--- Begin Passage to read ---

# Been gone for a while



## PoukieBear (Sep 27, 2013)

I haven't forgotten about any of you! I've just been really really REALLY busy!

I had family visiting from out of town for a week, which took up a lot of time and effort....and honestly it was mentally draining. lol

My beautiful cousin got married as well, so I had been busy helping her with last minute preparations. It was a beautiful celebration, and she couldn't have been happier! 

And the most recent drama happened last week. My husband and I stood outside with our best friends for 6 hours last weekend, watching their apartment complex burn down. (I know that's not lighthearted and cheery for this forum, but it does get better!)

Thankfully, no one was injured, and all the pets were rescued as well ! :w00t: The firemen and women were amazing, one of them even went back in to rescue a beloved teddy bear for a very upset little boy. 

Our friends were lucky enough to be placed in a new appartment, right across the street from us! So I've been working my butt off to gather the essentials for them, so they can at least eat, sleep, and shower in their new place.

--- End Passage to read ---
--- Begin Extracted entries ---

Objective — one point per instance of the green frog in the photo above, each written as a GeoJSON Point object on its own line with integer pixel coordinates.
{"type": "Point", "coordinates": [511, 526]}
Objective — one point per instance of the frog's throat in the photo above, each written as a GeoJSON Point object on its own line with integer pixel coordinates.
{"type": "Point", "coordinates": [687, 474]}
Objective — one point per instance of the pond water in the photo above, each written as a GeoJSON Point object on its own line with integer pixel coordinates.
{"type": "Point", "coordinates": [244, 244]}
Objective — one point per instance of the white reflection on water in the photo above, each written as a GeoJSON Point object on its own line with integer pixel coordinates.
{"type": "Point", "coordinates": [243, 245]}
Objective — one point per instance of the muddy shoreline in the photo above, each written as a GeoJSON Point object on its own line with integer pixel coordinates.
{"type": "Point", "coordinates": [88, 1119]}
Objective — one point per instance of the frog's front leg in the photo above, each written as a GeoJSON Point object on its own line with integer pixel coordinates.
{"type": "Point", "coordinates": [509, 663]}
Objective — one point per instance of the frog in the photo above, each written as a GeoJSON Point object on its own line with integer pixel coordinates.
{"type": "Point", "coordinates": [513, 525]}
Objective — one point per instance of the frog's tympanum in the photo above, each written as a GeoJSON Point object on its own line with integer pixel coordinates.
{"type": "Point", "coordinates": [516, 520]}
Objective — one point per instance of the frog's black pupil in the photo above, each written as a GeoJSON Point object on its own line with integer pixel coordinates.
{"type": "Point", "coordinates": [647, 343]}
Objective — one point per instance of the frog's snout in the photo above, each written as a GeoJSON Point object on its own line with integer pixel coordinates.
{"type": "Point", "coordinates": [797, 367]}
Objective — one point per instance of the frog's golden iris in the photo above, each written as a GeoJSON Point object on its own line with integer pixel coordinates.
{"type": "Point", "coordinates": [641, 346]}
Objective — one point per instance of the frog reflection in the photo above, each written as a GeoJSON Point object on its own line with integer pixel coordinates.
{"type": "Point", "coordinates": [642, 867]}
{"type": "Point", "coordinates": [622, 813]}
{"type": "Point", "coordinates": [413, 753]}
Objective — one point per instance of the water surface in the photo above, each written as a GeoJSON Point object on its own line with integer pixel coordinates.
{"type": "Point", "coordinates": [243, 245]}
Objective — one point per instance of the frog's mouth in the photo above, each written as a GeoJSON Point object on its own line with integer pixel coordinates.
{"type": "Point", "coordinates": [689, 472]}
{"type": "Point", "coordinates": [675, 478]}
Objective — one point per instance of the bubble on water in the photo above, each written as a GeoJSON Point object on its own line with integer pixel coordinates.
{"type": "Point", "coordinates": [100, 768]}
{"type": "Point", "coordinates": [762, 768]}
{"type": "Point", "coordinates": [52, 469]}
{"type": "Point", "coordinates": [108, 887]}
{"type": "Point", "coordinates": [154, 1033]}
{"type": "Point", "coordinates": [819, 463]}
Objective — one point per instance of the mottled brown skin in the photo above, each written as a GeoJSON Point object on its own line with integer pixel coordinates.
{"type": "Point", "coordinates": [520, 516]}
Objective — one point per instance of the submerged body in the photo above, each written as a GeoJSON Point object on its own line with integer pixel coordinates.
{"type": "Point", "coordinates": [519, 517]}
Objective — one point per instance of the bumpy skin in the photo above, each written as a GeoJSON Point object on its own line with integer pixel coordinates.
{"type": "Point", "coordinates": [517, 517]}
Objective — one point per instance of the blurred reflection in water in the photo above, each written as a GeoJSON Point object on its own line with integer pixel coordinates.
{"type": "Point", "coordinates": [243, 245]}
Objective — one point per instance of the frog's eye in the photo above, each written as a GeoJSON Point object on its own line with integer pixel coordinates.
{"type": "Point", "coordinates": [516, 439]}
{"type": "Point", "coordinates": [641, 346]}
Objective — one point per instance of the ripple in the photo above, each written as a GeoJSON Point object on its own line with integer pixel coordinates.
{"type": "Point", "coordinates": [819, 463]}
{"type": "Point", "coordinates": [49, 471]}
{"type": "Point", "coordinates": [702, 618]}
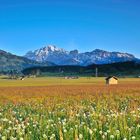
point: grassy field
(69, 109)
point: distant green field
(47, 81)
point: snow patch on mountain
(60, 56)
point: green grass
(47, 81)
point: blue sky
(112, 25)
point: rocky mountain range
(62, 57)
(10, 62)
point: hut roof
(111, 77)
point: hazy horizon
(110, 25)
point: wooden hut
(111, 80)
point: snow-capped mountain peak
(60, 56)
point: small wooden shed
(111, 80)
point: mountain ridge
(9, 61)
(60, 56)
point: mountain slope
(63, 57)
(9, 61)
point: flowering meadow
(70, 112)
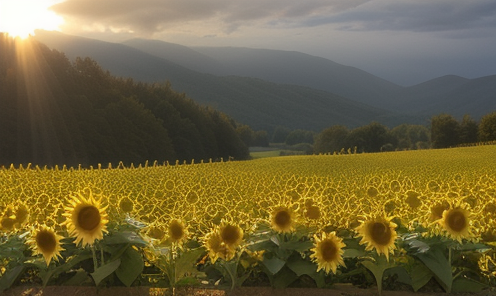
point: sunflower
(328, 252)
(456, 222)
(216, 248)
(231, 235)
(177, 231)
(282, 219)
(86, 219)
(223, 241)
(46, 242)
(378, 233)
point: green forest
(61, 112)
(57, 112)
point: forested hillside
(55, 111)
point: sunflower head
(378, 233)
(177, 231)
(328, 252)
(216, 248)
(231, 235)
(126, 205)
(46, 242)
(456, 222)
(282, 219)
(86, 219)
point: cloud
(155, 16)
(413, 15)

--- End Extracted entries ---

Your goal | In the forum post titled "Been gone for a while," how long did the writer and her husband stand outside watching their friends' apartment complex burn?

Expected output | 6 hours.